▸ **Task brief**:
Can you copy out, word for word, every line of the material below, from its very first line through the line that contains "[(614, 215)]", with both of those lines included?

-- Begin Data section --

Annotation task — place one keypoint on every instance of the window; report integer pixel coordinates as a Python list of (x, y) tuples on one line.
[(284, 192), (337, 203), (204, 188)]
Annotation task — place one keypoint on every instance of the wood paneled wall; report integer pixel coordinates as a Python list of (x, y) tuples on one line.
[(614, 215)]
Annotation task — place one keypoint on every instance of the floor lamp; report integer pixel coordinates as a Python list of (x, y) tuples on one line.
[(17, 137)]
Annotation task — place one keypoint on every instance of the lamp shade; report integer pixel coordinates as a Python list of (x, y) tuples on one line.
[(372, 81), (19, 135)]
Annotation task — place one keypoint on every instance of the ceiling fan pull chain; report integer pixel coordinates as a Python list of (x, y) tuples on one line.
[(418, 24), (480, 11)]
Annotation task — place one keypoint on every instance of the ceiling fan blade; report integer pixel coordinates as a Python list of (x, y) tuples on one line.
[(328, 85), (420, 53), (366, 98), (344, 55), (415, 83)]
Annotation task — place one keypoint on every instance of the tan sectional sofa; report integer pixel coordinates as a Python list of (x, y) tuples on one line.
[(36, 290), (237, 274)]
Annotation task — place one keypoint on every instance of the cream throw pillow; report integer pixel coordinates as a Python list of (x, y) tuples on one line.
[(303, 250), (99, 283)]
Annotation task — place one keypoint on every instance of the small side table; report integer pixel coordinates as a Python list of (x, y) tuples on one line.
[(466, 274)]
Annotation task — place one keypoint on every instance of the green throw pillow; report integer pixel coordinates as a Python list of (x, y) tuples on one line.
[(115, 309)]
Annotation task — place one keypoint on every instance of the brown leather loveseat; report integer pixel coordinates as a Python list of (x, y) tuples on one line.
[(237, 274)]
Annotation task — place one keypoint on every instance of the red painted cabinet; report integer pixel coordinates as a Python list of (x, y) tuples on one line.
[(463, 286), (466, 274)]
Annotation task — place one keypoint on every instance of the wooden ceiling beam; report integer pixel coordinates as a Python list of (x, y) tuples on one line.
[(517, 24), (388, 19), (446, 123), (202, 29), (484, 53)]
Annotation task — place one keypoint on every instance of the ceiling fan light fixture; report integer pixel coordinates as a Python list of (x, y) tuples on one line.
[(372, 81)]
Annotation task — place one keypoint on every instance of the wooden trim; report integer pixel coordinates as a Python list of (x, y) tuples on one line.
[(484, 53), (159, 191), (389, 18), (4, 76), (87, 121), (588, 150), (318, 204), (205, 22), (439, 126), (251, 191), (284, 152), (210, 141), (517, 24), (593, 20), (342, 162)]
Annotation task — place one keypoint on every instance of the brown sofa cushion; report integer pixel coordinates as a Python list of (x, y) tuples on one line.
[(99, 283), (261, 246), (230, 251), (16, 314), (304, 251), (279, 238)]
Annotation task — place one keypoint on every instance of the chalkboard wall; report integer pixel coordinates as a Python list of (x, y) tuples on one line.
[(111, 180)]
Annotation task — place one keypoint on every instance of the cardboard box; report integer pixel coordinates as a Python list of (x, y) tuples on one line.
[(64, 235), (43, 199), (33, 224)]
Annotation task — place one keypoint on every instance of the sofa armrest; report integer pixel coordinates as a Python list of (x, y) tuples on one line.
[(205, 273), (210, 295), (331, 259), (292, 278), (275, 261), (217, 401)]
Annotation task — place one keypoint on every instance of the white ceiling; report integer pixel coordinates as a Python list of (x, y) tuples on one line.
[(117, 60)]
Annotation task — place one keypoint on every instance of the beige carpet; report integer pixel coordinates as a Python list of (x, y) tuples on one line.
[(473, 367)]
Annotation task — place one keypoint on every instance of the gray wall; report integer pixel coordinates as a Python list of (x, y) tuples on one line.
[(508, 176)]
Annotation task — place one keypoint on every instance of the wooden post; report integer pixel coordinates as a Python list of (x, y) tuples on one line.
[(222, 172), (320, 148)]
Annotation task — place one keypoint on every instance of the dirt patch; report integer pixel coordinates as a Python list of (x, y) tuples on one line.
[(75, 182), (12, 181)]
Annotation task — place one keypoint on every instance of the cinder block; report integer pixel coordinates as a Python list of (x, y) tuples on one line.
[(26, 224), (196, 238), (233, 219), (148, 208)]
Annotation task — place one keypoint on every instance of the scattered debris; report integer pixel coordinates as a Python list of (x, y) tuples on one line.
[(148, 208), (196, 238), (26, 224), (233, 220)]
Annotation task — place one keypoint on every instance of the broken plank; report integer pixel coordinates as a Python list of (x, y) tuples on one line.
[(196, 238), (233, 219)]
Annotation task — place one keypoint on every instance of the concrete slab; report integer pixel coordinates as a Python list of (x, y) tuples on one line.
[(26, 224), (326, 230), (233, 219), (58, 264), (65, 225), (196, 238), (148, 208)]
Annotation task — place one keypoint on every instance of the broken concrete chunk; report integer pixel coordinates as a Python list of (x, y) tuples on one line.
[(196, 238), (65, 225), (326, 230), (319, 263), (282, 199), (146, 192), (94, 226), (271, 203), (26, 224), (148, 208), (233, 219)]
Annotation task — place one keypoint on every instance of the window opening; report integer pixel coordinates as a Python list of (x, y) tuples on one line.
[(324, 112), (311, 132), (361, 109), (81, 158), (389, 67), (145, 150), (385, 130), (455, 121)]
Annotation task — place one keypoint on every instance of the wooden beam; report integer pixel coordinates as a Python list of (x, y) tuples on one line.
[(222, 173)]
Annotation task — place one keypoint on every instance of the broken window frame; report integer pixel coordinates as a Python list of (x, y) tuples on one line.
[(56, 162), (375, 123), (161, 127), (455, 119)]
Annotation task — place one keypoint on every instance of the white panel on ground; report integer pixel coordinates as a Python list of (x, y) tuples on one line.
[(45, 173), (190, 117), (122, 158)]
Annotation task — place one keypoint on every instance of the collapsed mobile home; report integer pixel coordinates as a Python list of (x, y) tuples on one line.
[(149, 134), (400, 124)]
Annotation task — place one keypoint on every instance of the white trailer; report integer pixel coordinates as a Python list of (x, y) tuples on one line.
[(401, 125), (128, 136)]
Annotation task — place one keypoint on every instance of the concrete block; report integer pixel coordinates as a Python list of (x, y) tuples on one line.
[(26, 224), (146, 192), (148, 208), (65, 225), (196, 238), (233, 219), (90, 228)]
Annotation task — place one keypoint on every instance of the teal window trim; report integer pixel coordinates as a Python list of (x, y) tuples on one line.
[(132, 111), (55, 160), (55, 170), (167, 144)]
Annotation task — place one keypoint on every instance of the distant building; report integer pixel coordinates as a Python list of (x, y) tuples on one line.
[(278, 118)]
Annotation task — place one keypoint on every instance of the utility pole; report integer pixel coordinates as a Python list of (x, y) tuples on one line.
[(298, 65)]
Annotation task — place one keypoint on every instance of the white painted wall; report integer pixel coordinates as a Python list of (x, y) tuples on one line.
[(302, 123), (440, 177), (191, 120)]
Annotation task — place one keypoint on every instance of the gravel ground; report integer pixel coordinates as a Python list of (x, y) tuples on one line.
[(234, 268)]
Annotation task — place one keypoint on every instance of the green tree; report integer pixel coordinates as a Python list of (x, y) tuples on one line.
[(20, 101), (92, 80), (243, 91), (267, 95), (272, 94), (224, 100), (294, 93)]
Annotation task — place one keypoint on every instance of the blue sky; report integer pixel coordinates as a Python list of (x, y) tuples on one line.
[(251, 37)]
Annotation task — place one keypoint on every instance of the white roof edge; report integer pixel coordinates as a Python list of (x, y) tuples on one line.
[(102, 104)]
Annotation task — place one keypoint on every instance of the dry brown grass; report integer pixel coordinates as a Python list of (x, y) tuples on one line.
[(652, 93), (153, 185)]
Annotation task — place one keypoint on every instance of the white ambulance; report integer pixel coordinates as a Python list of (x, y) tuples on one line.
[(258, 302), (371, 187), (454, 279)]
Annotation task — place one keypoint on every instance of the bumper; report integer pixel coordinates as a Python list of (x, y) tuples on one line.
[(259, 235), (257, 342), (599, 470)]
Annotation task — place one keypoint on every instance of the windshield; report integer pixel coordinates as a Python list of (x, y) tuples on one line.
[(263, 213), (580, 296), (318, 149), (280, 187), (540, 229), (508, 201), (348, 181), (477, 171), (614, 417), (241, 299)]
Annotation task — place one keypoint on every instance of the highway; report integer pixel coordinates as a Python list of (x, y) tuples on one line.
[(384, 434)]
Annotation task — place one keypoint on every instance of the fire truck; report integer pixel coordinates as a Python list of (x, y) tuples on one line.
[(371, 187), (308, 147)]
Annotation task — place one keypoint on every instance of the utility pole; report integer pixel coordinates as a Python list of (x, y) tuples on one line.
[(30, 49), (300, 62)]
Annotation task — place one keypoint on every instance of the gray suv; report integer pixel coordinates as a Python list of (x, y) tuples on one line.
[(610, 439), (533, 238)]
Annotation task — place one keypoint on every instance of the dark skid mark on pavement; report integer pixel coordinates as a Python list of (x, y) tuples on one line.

-- End Data section --

▸ **Correct output**:
Annotation task — place one keypoint on every instance of the window; report integer pixel coordinates as a Python list of (x, y) tuples on one line.
[(284, 192), (337, 203), (204, 188)]
Annotation task — place one keypoint on every instance of the wood paneled wall; report integer pixel coordinates as a Python list of (x, y) tuples on one line.
[(614, 215)]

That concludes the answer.